• Vorliegender Text:

+++++

Im Streit um die Erbschaftsteuer könnte Karlsruhe eigene Regeln durchsetzen. Politiker von Bund und Ländern wollen es darauf nicht ankommen lassen.

Stuttgart/Berlin - Der Zeitpunkt, so kurz vor der Sommerpause, mag überraschend gewesen sein, der Inhalt der Ankündigung eher nicht. Das Bundesverfassungsgericht hatte praktisch gar keine andere Möglichkeit, als das Thema Erbschaftssteuer wieder auf die Tagesordnung zu nehmen. Im Dezember 2014 hatten die Richter dem Gesetzgeber eine Frist gesetzt, die ist am 30. Juni dieses Jahres ergebnislos verstrichen. Da war es schon aus Gründen des Autoritätserhaltes notwendig zu handeln.

 

Was der Erste Senat in seiner Sitzung Ende September beschließen wird ist nun Gegenstand der Spekulation – tatsächlich wissen werden das momentan nicht einmal die Richter selbst. Ein Fingerzeig ist die Terminierung: Offenbar wollen die Richter eine Sitzung des Vermittlungsausschusses im September abwarten und werden erst nach diesen Verhandlungen entscheiden. Das ist so etwas wie eine letzte Chance, die den streitenden Parteien gewährt wird.

Das Gericht lässt sich nicht in die Karten schauen

Die Möglichkeiten, die sich den Verfassungsrichtern bieten, sind weit gefächert. Die am wenigsten einschneidende Variante wäre eine Verlängerung der Frist für den Gesetzgeber. Doch da sich Bundestag und Bundesrat in eineinhalb Jahren nicht auf einen Kompromiss einigen konnten, ist dies eher unwahrscheinlich. Auf der gegenüberliegenden Seite der Handlungsskala steht die Möglichkeit, die bisherigen Regeln von sofort an für unwirksam zu erklären und selbst Übergangsregeln zu entwickeln. So etwas hat das Verfassungsgericht in der Vergangenheit immer mal wieder gemacht, in der Regel allerdings zusammen mit dem Urteilsspruch. Ein Mittelweg könnte darin bestehen, die geltenden Regeln von einem bestimmten Datum an für unwirksam zu erklären – und der Politik eine allerletzte Frist einzuräumen, die Dinge zu regeln.

+++++

• Deine Aufgaben:
1. Zitiere aus dem Text zur Erbschaftsteuer wörtlich die Stelle von „Stuttgart/Berlin - Der“ bis „notwendig zu handeln.“.
2. Fass den Absatz aus dem Text zur Erbschaftsteuer, der mit „Die Möglichkeiten, die sich den Verfassungsrichtern bieten“ beginnt, als kurze Liste zusammen und behalte dabei die wichtigsten Fakten.

• Erfasste Daten:
+++++

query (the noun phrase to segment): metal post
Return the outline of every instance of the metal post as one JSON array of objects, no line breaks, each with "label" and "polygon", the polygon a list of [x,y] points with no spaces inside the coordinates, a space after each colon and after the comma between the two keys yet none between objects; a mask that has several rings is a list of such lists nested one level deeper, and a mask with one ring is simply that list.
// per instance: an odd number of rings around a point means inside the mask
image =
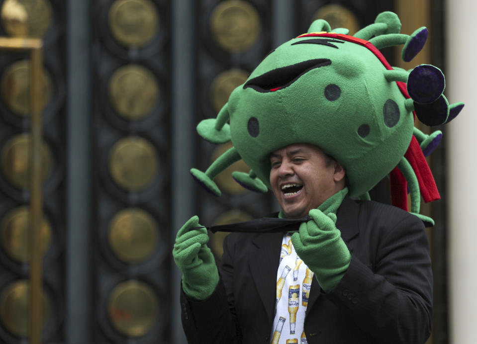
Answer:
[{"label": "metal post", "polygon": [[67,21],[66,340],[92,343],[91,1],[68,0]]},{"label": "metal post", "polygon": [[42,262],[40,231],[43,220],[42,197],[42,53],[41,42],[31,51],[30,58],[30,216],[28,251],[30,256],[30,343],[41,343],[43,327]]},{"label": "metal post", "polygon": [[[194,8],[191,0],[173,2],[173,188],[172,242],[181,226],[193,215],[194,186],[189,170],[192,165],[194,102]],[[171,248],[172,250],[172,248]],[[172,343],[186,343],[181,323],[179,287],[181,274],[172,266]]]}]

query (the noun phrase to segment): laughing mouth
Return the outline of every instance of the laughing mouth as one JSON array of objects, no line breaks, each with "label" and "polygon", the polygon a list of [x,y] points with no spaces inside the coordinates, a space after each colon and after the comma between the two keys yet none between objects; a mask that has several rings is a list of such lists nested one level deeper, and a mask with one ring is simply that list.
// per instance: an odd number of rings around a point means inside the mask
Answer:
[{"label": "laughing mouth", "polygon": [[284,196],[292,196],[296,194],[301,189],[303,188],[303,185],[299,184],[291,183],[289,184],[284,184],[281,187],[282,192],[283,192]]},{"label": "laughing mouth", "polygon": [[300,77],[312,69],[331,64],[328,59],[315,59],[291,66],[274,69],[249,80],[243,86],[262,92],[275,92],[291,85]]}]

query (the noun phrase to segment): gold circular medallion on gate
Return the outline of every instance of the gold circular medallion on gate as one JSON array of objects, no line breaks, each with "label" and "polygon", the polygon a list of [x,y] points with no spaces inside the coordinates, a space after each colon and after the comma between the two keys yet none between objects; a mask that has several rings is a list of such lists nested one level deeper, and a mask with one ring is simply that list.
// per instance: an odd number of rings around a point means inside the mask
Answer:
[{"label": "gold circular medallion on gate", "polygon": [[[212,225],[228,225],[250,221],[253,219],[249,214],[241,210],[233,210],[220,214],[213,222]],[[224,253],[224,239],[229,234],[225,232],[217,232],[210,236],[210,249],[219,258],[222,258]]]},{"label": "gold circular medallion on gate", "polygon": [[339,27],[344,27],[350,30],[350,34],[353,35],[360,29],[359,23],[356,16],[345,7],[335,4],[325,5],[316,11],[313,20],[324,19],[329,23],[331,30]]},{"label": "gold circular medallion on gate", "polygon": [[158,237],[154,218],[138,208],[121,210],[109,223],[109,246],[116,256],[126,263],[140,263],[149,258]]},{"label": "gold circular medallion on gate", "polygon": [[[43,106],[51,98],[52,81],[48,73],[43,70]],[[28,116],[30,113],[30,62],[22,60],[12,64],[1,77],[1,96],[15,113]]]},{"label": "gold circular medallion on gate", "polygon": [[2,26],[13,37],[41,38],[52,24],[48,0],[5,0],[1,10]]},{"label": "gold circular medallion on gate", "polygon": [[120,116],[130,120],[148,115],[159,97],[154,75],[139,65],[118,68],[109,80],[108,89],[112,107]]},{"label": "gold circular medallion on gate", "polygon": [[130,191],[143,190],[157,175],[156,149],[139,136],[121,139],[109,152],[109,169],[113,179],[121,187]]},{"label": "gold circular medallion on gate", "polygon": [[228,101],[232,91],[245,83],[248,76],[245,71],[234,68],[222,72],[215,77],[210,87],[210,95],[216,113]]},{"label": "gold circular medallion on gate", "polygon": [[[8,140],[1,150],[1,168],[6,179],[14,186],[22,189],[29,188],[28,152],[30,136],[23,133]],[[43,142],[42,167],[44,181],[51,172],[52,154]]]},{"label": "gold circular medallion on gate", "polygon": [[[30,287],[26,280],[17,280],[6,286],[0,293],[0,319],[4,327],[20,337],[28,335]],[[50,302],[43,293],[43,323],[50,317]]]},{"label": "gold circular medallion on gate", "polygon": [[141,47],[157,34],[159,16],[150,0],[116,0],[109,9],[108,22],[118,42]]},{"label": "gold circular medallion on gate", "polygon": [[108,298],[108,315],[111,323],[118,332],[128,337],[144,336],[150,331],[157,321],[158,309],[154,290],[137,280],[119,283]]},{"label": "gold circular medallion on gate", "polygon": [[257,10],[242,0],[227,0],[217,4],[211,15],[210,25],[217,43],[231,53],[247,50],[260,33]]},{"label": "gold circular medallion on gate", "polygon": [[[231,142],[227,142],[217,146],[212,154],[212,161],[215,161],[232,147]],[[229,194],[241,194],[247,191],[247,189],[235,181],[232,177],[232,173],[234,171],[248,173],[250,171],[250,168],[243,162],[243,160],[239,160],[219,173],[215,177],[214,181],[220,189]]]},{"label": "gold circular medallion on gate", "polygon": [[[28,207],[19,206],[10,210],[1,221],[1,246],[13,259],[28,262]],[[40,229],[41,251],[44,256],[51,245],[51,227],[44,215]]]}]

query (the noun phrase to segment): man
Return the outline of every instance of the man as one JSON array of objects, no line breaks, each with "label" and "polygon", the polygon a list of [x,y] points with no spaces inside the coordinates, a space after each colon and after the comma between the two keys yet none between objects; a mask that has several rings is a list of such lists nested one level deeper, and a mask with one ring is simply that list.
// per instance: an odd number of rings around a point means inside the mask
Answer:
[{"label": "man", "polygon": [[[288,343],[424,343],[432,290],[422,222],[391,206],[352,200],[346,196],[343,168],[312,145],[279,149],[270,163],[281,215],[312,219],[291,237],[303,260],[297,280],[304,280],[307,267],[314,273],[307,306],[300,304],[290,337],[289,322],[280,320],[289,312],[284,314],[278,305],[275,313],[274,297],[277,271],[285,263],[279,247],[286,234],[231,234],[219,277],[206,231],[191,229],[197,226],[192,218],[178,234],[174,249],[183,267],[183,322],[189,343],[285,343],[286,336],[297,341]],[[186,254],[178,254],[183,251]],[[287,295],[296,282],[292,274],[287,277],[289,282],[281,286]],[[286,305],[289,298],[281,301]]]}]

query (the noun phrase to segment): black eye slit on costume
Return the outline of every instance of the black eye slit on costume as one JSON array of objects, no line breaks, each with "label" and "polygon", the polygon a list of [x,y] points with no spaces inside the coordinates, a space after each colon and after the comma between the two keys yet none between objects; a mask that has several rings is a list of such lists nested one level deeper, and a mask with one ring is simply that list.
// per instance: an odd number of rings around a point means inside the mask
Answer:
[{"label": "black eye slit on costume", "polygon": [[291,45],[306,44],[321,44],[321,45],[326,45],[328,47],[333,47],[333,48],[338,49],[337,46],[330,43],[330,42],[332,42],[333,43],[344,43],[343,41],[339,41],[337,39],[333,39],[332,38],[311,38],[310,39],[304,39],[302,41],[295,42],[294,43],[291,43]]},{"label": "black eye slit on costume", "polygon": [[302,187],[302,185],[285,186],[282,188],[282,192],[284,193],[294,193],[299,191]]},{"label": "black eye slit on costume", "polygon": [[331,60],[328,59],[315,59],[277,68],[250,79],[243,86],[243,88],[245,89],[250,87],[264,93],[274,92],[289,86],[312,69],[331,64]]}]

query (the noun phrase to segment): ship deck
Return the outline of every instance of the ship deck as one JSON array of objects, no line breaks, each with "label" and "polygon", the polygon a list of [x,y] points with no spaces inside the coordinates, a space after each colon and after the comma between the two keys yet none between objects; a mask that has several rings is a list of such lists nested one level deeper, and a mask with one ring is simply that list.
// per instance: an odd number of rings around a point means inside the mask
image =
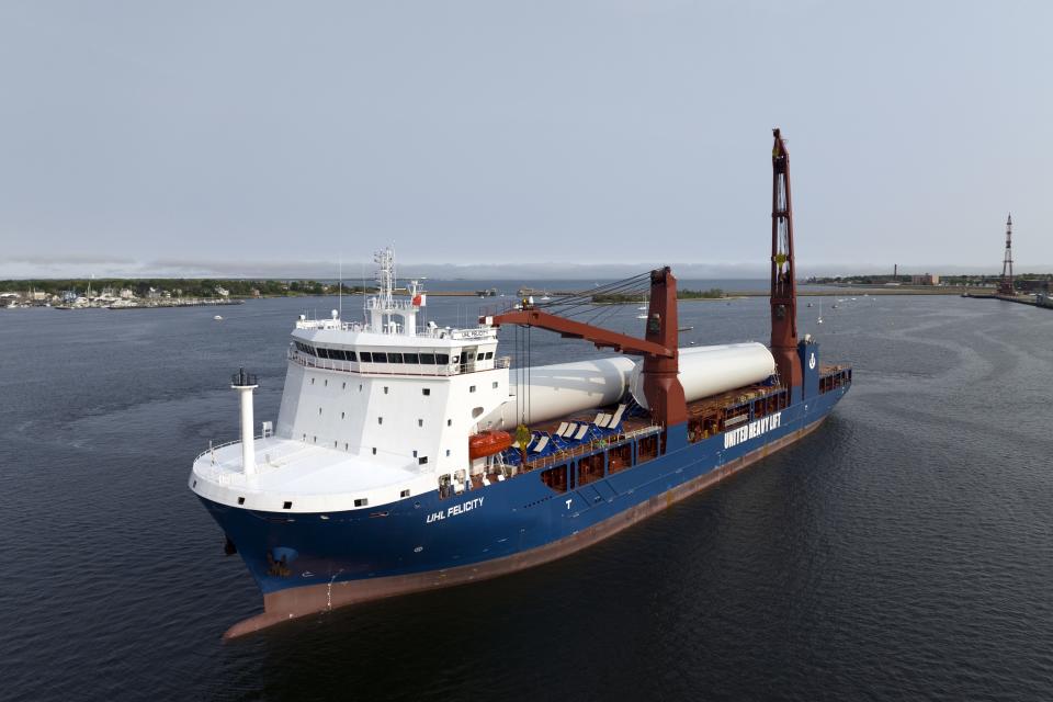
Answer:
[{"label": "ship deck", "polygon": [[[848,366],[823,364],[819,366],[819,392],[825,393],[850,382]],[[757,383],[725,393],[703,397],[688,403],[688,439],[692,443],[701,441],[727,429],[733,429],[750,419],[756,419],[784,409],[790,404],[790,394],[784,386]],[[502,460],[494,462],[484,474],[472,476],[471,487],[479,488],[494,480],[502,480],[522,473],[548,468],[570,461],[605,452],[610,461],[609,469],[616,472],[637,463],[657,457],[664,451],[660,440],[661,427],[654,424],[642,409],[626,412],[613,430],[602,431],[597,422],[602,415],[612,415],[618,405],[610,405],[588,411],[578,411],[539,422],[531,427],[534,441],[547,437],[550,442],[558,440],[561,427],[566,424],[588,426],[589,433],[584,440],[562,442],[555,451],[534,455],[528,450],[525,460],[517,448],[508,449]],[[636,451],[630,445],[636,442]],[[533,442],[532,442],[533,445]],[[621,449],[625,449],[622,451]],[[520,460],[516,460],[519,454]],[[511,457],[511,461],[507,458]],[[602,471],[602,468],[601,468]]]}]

+++++

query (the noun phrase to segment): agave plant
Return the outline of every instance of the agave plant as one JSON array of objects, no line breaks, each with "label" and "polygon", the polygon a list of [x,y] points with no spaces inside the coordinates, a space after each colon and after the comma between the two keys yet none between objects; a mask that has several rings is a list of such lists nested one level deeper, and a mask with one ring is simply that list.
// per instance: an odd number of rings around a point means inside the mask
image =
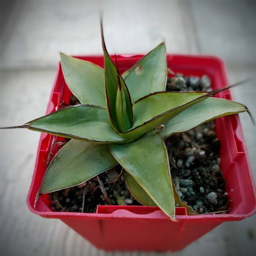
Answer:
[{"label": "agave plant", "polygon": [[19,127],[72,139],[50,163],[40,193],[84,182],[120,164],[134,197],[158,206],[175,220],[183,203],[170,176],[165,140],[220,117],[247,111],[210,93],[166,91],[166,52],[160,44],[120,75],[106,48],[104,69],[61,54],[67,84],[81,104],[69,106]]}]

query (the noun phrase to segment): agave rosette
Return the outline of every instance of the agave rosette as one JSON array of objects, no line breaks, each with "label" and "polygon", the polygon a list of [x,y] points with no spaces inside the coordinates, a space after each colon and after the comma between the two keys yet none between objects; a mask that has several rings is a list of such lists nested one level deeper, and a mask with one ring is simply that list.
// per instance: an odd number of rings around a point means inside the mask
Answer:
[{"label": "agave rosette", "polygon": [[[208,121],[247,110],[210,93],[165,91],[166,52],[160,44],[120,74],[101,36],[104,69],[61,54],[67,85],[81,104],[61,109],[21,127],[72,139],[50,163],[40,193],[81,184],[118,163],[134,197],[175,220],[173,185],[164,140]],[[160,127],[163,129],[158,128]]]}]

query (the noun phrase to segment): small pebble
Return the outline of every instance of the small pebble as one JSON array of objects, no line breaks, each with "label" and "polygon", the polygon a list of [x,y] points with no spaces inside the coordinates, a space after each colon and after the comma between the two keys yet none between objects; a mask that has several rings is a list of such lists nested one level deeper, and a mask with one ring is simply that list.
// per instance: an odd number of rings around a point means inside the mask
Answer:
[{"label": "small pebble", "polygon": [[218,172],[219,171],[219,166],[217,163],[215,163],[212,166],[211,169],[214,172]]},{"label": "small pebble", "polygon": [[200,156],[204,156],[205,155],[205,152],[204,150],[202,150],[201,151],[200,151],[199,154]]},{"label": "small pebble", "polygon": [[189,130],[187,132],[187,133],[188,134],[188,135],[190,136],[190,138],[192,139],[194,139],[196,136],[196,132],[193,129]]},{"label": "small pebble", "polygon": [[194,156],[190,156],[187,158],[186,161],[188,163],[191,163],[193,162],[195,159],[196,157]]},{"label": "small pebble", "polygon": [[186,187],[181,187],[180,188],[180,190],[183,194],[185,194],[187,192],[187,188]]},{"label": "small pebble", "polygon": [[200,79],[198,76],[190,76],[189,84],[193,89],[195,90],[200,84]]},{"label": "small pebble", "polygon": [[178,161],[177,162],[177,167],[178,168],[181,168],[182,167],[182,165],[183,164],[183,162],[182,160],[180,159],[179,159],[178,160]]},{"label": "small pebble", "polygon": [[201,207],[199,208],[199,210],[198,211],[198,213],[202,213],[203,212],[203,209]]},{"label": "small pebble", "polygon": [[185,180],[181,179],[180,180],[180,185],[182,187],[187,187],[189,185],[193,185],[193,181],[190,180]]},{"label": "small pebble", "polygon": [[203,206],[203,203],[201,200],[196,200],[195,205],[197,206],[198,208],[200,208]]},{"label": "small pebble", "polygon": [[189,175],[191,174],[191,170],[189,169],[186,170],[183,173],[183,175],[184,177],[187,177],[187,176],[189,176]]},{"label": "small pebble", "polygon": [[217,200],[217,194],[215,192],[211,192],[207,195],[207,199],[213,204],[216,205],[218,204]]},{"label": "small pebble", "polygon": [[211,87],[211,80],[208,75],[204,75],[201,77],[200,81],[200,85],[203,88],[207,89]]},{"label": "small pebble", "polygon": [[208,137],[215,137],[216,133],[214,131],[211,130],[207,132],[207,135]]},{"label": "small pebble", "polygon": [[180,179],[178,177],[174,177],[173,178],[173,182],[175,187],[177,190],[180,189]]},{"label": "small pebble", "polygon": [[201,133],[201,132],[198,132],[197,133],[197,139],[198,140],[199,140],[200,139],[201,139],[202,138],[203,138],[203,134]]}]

+++++

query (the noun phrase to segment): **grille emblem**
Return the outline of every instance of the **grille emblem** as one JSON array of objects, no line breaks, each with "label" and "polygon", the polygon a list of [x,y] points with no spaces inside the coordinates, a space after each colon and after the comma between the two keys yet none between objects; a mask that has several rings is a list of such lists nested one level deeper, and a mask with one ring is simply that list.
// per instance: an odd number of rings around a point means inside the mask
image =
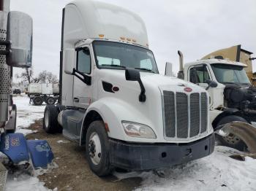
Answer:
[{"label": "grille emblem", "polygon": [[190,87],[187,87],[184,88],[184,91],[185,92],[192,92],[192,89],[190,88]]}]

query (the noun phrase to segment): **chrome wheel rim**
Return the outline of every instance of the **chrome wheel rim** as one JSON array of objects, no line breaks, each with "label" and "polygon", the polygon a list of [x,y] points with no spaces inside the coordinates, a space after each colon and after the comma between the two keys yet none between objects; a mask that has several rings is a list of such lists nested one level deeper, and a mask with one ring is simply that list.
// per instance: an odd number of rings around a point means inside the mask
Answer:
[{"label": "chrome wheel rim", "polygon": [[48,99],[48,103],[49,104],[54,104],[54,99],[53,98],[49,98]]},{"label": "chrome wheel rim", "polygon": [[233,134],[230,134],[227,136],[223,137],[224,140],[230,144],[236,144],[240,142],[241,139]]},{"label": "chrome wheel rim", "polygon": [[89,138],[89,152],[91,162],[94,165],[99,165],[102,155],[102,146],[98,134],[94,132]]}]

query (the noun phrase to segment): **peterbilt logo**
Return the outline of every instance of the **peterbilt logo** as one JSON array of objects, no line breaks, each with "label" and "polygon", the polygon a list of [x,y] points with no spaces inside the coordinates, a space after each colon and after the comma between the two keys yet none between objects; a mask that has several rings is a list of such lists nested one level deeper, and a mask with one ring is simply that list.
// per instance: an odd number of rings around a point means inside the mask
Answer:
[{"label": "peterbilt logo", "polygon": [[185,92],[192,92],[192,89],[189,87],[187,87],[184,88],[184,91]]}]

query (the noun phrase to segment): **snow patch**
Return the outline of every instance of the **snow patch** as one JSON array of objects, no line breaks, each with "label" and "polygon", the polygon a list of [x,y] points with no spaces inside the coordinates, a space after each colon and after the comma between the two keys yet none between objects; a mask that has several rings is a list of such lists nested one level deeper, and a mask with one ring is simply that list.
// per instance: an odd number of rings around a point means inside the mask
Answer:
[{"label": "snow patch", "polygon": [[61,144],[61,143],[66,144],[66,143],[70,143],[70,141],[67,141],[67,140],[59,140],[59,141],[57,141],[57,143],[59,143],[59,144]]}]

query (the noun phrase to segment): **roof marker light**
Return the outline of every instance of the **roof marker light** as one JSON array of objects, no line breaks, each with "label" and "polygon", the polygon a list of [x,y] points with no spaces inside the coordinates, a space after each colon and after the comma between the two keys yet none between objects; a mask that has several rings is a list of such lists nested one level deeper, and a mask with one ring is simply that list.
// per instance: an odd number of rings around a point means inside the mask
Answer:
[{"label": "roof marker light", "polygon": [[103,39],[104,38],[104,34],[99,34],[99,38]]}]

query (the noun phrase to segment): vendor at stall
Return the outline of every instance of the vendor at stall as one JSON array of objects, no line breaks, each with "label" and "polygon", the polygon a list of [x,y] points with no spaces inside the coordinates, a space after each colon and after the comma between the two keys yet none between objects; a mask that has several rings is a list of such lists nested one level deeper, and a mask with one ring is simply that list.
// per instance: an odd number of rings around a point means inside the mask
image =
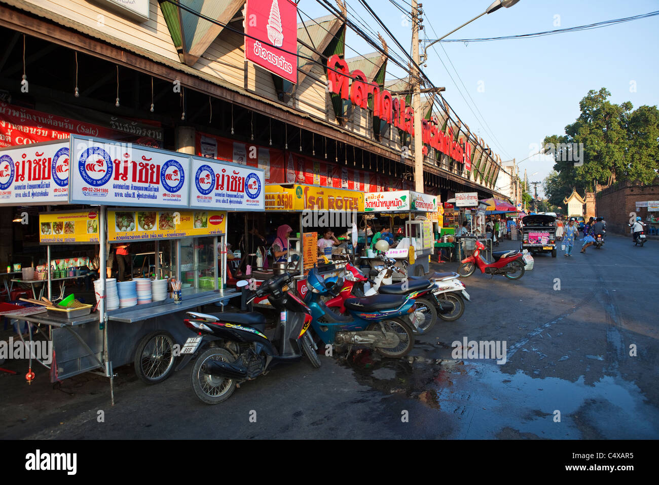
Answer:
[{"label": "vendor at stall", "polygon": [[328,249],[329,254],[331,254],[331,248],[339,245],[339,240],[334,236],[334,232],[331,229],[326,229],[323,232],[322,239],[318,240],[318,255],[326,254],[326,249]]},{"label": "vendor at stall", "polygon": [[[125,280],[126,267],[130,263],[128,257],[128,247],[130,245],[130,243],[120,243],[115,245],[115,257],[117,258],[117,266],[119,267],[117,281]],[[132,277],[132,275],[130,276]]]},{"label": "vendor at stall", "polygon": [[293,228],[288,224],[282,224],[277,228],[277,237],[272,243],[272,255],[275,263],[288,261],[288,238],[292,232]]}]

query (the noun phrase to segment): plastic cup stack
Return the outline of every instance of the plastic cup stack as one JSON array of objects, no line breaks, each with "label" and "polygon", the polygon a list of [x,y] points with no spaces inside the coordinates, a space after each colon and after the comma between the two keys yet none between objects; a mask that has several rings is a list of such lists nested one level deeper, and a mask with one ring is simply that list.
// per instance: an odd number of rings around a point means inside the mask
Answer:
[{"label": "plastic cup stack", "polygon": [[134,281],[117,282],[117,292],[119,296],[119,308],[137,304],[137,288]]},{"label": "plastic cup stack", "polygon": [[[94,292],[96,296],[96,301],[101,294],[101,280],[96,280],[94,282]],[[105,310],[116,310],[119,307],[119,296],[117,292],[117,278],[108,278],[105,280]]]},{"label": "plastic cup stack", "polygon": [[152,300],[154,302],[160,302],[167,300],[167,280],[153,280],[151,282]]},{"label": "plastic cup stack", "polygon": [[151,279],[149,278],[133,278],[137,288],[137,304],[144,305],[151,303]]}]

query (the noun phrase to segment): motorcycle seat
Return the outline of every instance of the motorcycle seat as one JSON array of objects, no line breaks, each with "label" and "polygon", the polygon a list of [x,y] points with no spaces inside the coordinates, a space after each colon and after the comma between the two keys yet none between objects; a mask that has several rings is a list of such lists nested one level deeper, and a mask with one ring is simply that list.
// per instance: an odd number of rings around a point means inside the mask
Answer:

+++++

• Die Lösungen:
1.
Stuttgart/Berlin - Der Zeitpunkt, so kurz vor der Sommerpause, mag überraschend gewesen sein, der Inhalt der Ankündigung eher nicht. Das Bundesverfassungsgericht hatte praktisch gar keine andere Möglichkeit, als das Thema Erbschaftssteuer wieder auf die Tagesordnung zu nehmen. Im Dezember 2014 hatten die Richter dem Gesetzgeber eine Frist gesetzt, die ist am 30. Juni dieses Jahres ergebnislos verstrichen. Da war es schon aus Gründen des Autoritätserhaltes notwendig zu handeln.

2.
Die Verfassungsrichter haben mehrere Möglichkeiten:
- Die Frist für den Gesetzgeber verlängern: Das wäre am wenigsten einschneidend, ist aber eher unwahrscheinlich. Bundestag und Bundesrat haben sich in eineinhalb Jahren auf keinen Kompromiss geeinigt.
- Die bisherigen Regeln sofort für unwirksam erklären und selbst Übergangsregeln entwickeln: Das hat das Gericht früher immer mal wieder getan, meist aber zusammen mit dem Urteilsspruch.
- Einen Mittelweg gehen: Die geltenden Regeln werden ab einem bestimmten Datum unwirksam, und die Politik bekommt eine allerletzte Frist.